Scheduling Jekyll posts with Netlify and GitHub Actions

Last year, I wrote about how to schedule Jekyll posts using Netlify and AWS Lambda[^1]. I used that approach from the moment I wrote that blog post up until today. What changed? In the past year, GitHub has introduced GitHub Actions[^2], a way to run container jobs triggered by different GitHub events. One of those events is a schedule defined in start cron format. So now instead of using AWS to schedule a cron job to deploy my static site, I use a GitHub Action.

For the sake of completeness, I’m duplicating some of the relevant content from my original post.

Configuring Jekyll

By default, Jekyll generates all blog posts in the _posts directory regardless of the publish date associated with each. That obviously doesn’t work well when you want to schedule posts to be published in the future, so the first step is to configure Jekyll to ignore future posts. To do so, add this key to Jekyll’s _config.yml:

future: false

Setting future to false tells Jekyll to skip any posts with a publish date in the future. You can then set the date field in the front matter of a post to a future date and know that the post will not be generated until then, like this:

---
layout: post
title: "My future post"
date: 2075-01-01 00:00:00
---

This post will be published on January 1, 2075, so it will not be built by Jekyll until that point in time. I find it easier to schedule all posts for midnight so that whenever the site gets published, so long as the date matches, the post will always be generated.

** WORK TO DO **
• 1. Extract the passage from the blog post on scheduling Jekyll posts verbatim, beginning at the words "This post will" and stopping after the words "always be generated.".
• 2. Extend the blog post on scheduling Jekyll posts, continuing from its final sentence.

** PROVIDED MATERIAL **
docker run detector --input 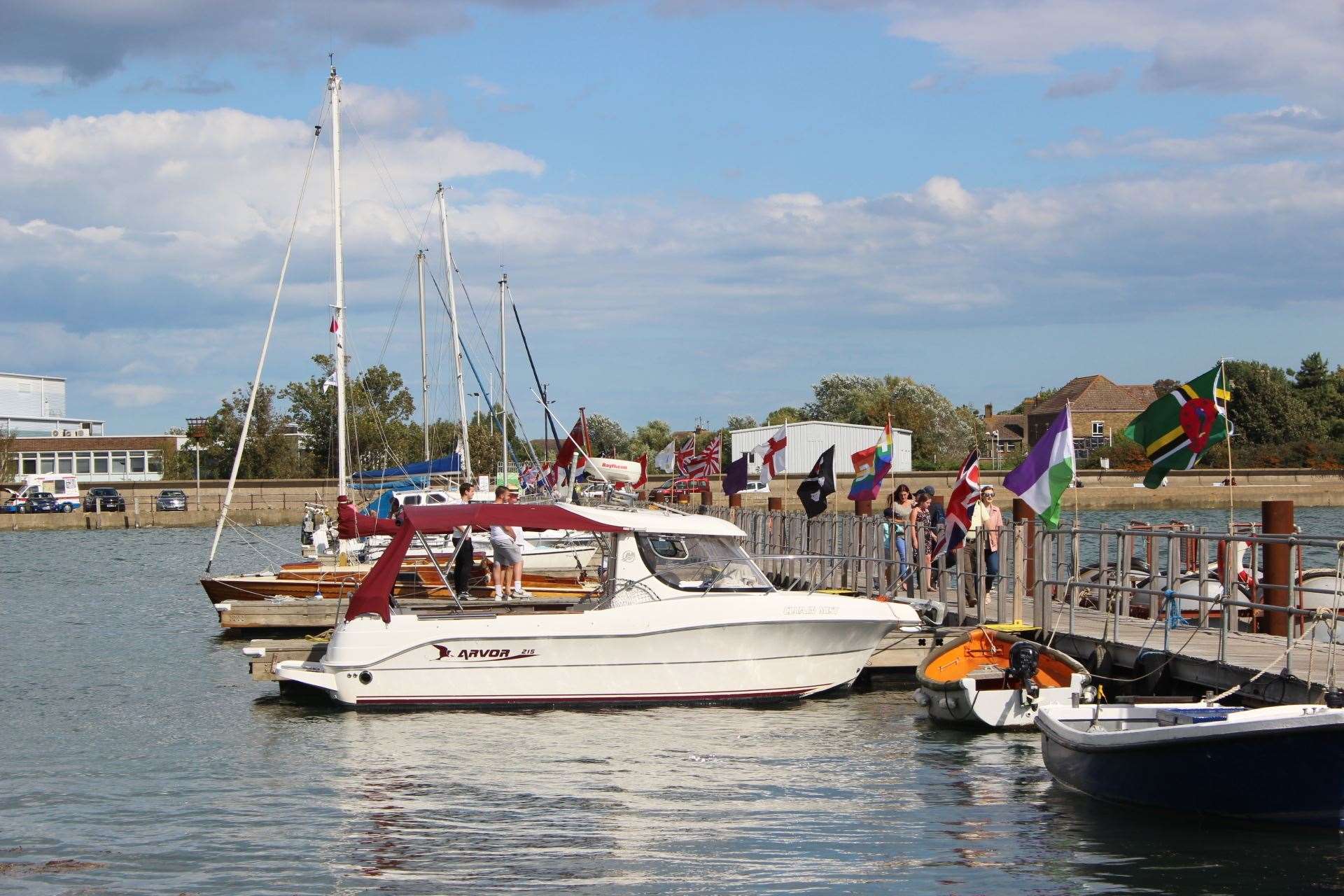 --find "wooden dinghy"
[916,626,1096,728]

** ANSWERS PROVIDED **
• 1.
This post will be published on January 1, 2075, so it will not be built by Jekyll until that point in time. I find it easier to schedule all posts for midnight so that whenever the site gets published, so long as the date matches, the post will always be generated.

• 2.
Generating a Netlify build hook

One of the things I like about Netlify is that you can trigger a new site build whenever you want, either manually or programmatically. Netlify has a useful feature called a build hook[^3], which is a URL that triggers a new build. To generate a new build hook, go to the Netlify dashboard for your domain and go Site Settings and then to the Build & Deploy page. When you scroll down, you’ll see a section for Build Hooks. Click “Add build hook”, give your new hook a name (something like “Daily Cron Job” would be appropriate here), and choose the branch to build from.

Netlify create build hook dialog

You’ll be presented with a new URL that looks something like this:

https://api.netlify.com/build_hooks/{... long unique identifier}

Whenever you send a POST request to the build hook, Netlify will pull the latest files from the GitHub repository, build the site, and deploy it. This is quite useful because you don’t need to worry about authenticating against the Netlify API; you can use this URL without credentials. Just make sure to keep this URL a secret. You can see the URL in your list of build hooks on the same page.

Netlify build hooks list

(Don’t worry, the build hook URL in the screenshot has already been deleted.)

Storing the build hook as a GitHub secret

Along with GitHub Actions, GitHub introduced a new feature that allows you to store secrets[^4] for each repository. Each repository has its own secret store that allows anyone with write access to store key-value pairs of sensitive information. Each key is written once and is never shown in the UI again but you can read that information from within a GitHub workflow file.

To find the secret store for your repository, click on the Settings tab at the top of the repository page, then select Secrets from the left menu. Type a name for your secret (for the purposes of this post, I used netlify_build_url) and paste in the value. Click the Add Secret button to store the secret.

Storing a secret in GitHub

With the Netlify build hook stored safely in the secret store, it’s time to create the GitHub workflow file.

Setting up the GitHub Workflow

GitHub Actions are triggered by workflows[^5] defined within your GitHub repository. Workflow files are defined in YAML format and must be stored in the .github/workflows folder of your project for GitHub to automatically detect them. An action starts up a container or virtual machine and runs any number of commands on it. You can choose to use MacOS, Windows, or Ubuntu environments to run the commands. You only need a way to make HTTP requests in order to trigger the Netlify build hook, so the Ubuntu environment (with curl available) is an easy choice.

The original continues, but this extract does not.